→ **Directions for this task**
Reformat every one of the records below as a numbered list, skipping any blank lines.

→ **Record excerpts**
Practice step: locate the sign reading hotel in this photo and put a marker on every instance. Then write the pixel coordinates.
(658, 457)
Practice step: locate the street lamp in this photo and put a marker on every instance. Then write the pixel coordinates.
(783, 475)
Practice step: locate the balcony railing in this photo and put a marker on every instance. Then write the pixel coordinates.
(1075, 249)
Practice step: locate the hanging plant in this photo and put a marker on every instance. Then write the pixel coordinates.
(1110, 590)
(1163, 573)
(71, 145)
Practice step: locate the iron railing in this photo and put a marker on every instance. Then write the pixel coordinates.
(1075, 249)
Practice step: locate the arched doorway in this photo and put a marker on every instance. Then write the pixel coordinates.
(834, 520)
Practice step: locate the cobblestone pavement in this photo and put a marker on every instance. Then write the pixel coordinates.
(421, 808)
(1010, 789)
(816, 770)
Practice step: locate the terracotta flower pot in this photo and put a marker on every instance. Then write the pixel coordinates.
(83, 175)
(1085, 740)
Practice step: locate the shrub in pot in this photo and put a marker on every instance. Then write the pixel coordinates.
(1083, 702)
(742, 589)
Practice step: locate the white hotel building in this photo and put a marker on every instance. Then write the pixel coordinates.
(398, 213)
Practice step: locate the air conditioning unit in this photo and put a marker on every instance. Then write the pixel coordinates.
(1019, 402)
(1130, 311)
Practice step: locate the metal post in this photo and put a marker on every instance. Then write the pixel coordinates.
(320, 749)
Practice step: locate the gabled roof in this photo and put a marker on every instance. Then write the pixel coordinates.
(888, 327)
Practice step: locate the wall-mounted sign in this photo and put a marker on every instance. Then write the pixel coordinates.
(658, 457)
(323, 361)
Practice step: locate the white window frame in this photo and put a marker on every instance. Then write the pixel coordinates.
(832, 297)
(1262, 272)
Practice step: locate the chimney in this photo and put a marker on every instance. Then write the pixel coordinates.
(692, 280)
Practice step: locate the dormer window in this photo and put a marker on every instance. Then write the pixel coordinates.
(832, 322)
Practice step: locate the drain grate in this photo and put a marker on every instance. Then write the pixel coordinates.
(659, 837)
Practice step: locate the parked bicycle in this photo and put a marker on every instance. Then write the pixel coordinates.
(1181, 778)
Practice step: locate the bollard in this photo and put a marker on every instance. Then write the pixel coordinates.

→ **Full response**
1. Practice step: locate the sign reading hotel in this photo and put a marker on every instance. Then write the pixel coordinates.
2. (658, 457)
3. Practice step: locate the street lamp in this photo and put a marker on every instance. Then write the pixel coordinates.
4. (783, 475)
5. Practice step: locate the balcony railing in this photo and put a marker on every instance. Then write the pixel coordinates.
6. (1075, 249)
7. Practice step: locate the hanging plant in this photo and put a marker on every instance. Then write the pixel coordinates.
8. (1110, 590)
9. (1163, 573)
10. (71, 145)
11. Practice step: locate the iron railing in this photo and put a marker on every instance. Then write the pixel coordinates.
12. (1075, 249)
13. Practice step: locate the arched doorway in this photo and put a marker on every instance. Then write the pixel coordinates.
14. (834, 520)
15. Practice step: locate the cobblestone pavement in this photo and put a marker on every instance. Then write the pixel coordinates.
16. (421, 808)
17. (1010, 789)
18. (816, 770)
19. Practice step: locate the terracotta flower pot in this photo and put a marker on every instance. Then write the pixel coordinates.
20. (83, 175)
21. (1085, 740)
22. Practice step: locate the shrub in pot in this photo and put a marker on every instance. Then write the pixel coordinates.
23. (1083, 702)
24. (742, 589)
25. Practice step: locate the white hotel building in this photo and put a marker on every instance. Then write the pixel coordinates.
26. (398, 213)
27. Practice step: locate the air conditioning unit in this photo and put a marker on every instance. Then write the pixel coordinates.
28. (1019, 402)
29. (1130, 311)
30. Practice step: locate the metal post in this photo and put a marker on every instance. Then write the pixel coordinates.
31. (320, 749)
32. Practice step: locate the gabled roof in this photo and put a marker on every instance. Then write the pixel coordinates.
33. (888, 327)
34. Practice step: locate the wall-mounted sign in this photo and put a marker on every instance. Then write the pixel coordinates.
35. (658, 457)
36. (323, 361)
37. Practice step: locate the white window frame in this photo and put a marker on every instance. Then write the pixel coordinates.
38. (832, 297)
39. (1262, 272)
40. Practice step: locate the chimney in this photo and put a marker on every instance. Then write the pixel coordinates.
41. (692, 280)
42. Practice step: locate the dormer window in this photo and put a marker on every instance. Then write the pixel coordinates.
43. (832, 322)
44. Practice step: locate the drain grate in this photo and put a marker on every instance. Then write the pixel coordinates.
45. (659, 837)
46. Practice step: locate the parked bicycle in this photo and put a marker on every instance. Then write the pixel coordinates.
47. (1181, 778)
48. Practice step: locate the bollard in this photo and put a marker on every instance. Then write the pixel coordinates.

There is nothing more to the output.